# Records from a collection:
- - - - - - -
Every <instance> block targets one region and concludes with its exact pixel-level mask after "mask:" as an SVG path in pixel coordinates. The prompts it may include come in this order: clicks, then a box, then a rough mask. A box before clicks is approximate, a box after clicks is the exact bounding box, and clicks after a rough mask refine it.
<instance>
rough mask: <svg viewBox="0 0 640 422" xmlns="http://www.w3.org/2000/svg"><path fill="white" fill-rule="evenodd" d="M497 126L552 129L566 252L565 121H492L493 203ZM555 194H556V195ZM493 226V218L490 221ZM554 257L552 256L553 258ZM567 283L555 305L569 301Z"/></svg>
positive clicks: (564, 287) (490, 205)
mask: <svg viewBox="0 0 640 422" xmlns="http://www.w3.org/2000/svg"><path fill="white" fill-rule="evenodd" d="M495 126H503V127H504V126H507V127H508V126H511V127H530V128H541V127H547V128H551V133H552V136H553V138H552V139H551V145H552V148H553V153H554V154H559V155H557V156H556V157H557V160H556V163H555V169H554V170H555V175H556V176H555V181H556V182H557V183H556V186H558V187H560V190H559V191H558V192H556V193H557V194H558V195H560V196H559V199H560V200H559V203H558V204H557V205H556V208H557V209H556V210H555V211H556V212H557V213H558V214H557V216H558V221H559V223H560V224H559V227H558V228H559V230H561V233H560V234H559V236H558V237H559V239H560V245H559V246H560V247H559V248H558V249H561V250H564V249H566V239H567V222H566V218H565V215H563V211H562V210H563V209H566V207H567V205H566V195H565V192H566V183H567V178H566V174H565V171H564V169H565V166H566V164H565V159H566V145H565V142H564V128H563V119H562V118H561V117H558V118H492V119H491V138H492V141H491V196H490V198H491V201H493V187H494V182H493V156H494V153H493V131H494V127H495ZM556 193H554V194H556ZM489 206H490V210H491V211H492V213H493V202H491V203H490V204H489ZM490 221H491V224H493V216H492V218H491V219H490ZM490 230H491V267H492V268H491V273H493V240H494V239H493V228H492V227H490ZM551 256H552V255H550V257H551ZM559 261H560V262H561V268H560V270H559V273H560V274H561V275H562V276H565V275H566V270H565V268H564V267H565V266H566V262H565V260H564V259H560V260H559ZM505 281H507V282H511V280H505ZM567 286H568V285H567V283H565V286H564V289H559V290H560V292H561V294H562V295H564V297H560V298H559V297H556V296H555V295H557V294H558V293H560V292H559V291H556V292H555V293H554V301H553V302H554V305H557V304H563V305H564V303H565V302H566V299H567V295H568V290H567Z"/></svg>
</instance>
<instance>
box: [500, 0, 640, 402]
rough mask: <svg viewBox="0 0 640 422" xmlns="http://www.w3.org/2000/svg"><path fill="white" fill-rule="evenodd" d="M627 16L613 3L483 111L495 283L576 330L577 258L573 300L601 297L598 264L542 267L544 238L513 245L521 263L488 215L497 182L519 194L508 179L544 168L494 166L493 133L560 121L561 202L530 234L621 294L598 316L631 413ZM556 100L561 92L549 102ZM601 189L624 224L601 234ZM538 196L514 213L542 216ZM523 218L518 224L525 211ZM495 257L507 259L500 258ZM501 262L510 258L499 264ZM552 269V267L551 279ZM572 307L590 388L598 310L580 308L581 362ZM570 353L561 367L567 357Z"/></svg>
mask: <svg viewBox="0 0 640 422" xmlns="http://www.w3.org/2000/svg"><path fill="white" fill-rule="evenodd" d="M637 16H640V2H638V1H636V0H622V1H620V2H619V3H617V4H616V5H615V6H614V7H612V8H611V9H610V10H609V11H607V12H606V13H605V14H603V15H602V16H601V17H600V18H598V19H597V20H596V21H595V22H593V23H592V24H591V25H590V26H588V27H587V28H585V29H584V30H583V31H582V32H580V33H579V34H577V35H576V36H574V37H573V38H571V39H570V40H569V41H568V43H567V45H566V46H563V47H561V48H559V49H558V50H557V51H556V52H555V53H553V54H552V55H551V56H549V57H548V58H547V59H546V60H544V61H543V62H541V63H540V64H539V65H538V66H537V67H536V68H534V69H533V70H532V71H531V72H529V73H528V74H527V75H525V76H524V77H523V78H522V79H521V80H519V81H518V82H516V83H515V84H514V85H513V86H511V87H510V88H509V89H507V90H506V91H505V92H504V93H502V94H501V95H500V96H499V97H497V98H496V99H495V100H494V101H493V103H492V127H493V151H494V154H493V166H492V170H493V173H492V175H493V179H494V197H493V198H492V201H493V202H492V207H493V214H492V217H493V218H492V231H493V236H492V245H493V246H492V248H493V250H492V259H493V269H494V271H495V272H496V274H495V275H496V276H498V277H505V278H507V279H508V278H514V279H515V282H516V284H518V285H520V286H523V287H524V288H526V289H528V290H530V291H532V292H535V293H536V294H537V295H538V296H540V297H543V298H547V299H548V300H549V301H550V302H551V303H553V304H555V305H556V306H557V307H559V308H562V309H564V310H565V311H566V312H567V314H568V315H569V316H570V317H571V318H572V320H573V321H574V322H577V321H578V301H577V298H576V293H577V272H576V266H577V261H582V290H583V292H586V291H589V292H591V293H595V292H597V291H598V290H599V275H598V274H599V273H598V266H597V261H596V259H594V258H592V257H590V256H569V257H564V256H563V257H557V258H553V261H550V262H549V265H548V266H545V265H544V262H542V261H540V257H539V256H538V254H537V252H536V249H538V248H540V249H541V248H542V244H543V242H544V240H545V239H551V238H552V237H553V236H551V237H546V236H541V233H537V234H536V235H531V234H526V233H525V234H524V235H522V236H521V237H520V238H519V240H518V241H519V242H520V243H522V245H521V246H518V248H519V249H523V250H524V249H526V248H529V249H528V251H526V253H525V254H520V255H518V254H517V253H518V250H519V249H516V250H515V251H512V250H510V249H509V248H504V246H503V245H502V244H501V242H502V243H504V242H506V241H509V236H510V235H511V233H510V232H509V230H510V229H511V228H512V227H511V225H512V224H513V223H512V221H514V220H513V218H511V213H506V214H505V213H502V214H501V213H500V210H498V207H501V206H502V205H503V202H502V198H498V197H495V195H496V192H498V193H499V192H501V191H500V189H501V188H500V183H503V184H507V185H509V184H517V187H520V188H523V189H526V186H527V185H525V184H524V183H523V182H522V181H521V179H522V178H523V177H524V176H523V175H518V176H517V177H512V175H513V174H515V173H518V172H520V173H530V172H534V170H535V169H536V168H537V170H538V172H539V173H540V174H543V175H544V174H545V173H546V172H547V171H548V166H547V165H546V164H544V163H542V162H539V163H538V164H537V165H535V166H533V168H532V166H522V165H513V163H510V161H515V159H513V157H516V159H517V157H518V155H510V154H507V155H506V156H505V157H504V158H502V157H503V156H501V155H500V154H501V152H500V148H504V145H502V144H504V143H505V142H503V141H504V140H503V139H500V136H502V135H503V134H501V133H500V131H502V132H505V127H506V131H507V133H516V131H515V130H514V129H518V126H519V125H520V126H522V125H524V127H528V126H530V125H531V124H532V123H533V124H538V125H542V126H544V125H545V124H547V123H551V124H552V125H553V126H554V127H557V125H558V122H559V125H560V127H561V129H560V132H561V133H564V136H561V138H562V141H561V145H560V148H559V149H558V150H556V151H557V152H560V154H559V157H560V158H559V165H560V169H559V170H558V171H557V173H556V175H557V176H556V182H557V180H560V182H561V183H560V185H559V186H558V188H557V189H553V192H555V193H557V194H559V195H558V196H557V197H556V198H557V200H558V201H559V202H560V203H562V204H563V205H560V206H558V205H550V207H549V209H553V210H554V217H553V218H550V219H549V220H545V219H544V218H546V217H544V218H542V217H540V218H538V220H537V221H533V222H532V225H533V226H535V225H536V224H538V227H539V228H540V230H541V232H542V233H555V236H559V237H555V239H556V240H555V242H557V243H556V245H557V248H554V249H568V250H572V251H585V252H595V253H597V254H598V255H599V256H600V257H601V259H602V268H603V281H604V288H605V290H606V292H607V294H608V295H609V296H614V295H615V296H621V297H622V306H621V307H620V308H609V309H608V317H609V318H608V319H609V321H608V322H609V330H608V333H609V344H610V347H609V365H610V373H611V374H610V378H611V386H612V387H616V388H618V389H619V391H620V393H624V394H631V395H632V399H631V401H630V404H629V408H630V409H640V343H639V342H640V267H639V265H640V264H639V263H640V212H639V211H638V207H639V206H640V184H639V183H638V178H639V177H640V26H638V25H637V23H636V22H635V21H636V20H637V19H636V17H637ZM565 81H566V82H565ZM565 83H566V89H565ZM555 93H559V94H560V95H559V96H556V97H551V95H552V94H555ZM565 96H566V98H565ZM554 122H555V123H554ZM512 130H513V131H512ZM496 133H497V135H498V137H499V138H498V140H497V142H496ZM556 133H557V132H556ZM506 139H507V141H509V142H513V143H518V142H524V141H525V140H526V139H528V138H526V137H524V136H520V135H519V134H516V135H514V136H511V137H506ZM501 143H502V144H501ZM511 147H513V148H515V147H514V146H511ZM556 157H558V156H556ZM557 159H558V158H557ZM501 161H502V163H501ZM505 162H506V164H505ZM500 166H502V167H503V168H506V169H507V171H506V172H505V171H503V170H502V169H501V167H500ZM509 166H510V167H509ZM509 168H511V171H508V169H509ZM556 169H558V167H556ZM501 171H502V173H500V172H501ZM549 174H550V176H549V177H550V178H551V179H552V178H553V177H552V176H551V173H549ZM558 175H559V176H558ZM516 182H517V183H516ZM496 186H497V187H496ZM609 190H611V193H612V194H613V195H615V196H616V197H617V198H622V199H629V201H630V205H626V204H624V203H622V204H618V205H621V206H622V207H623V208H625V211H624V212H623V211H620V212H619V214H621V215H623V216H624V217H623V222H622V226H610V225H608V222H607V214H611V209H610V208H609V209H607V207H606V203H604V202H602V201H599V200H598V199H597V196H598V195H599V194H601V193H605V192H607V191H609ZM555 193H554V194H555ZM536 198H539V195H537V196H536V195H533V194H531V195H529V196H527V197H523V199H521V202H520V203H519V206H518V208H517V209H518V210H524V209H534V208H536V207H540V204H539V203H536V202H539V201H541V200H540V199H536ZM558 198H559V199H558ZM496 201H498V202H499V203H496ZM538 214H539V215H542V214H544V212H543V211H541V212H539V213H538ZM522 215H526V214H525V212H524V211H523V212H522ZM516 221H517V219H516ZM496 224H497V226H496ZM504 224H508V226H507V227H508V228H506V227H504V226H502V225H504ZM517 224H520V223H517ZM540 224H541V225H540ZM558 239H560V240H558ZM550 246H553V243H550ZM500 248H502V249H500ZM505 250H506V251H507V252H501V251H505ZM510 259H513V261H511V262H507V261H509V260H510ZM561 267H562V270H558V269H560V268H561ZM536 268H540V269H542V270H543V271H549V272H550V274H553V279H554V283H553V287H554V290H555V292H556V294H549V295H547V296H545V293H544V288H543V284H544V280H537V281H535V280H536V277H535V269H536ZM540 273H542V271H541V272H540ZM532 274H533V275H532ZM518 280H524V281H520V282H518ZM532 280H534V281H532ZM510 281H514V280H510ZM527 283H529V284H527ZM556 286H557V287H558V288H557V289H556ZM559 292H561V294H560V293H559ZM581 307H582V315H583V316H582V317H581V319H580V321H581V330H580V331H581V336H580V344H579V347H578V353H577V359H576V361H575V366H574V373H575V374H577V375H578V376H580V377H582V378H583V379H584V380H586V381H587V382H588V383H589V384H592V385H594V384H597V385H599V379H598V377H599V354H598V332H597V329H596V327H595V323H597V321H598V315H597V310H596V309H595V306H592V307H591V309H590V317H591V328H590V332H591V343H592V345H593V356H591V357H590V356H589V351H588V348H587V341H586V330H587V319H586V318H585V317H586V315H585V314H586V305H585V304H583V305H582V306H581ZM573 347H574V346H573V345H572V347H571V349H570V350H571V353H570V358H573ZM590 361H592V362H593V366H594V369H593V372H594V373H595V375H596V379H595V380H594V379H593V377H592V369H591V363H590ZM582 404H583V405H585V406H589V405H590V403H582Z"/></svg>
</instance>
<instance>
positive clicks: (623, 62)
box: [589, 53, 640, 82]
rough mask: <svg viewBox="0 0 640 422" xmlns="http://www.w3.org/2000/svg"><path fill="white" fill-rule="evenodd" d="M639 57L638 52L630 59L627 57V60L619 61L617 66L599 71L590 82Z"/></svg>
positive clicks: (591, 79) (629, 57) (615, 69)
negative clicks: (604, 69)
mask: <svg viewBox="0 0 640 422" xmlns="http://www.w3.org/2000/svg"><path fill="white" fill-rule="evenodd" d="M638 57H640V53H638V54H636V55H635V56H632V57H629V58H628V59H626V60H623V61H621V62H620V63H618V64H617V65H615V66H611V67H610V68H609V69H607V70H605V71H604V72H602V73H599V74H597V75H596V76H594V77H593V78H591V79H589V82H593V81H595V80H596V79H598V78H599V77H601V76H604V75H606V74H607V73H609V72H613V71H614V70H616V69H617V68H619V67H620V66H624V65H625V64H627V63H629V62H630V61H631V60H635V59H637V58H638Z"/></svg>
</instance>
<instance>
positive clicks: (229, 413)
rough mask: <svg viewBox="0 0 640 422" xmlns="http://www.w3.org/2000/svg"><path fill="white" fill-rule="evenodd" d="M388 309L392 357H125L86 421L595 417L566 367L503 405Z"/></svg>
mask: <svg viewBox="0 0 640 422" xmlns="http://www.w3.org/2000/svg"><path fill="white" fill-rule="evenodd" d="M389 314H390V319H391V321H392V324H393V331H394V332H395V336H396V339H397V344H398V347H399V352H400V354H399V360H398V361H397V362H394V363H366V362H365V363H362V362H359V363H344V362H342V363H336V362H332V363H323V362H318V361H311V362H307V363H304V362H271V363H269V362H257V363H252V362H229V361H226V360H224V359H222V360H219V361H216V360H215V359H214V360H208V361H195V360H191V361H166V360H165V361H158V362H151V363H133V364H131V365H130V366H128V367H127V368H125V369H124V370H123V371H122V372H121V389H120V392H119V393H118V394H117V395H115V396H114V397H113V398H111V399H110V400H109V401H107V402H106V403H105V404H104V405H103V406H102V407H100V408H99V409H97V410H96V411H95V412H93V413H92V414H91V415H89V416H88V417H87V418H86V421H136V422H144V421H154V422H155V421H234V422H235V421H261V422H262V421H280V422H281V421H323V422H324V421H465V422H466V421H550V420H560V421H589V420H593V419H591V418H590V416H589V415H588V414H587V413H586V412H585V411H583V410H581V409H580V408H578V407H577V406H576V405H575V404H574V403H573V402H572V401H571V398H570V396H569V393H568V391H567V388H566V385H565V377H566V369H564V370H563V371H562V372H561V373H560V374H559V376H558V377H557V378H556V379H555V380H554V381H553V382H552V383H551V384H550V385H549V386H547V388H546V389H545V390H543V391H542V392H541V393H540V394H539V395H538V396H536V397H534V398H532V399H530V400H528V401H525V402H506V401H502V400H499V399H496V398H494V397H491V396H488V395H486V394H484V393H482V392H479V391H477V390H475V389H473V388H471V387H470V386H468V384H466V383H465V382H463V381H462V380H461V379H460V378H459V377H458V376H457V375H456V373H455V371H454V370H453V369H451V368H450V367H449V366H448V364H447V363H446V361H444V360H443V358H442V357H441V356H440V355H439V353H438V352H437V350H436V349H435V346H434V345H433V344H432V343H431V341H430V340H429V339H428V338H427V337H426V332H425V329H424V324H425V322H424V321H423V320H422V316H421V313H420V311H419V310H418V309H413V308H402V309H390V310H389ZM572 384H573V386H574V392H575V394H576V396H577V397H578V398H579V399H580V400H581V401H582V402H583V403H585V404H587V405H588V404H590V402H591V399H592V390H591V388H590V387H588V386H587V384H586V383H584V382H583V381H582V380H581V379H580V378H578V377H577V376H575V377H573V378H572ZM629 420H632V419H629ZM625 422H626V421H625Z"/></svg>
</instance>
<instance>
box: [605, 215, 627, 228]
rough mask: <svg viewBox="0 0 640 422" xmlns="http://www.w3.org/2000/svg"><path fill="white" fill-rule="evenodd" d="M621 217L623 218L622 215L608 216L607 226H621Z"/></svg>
- - - - - - -
# DIRECTIONS:
Would you print exactly, and only, the lines of the data above from the line with "box: [589, 53, 640, 82]" through the line with "positive clicks: (591, 79)", inclusive?

# RESPONSE TO THE EXERCISE:
box: [589, 53, 640, 82]
rough mask: <svg viewBox="0 0 640 422" xmlns="http://www.w3.org/2000/svg"><path fill="white" fill-rule="evenodd" d="M639 57L638 52L630 59L627 57V60L619 61L617 66L599 71L590 82Z"/></svg>
positive clicks: (591, 79) (629, 57) (615, 69)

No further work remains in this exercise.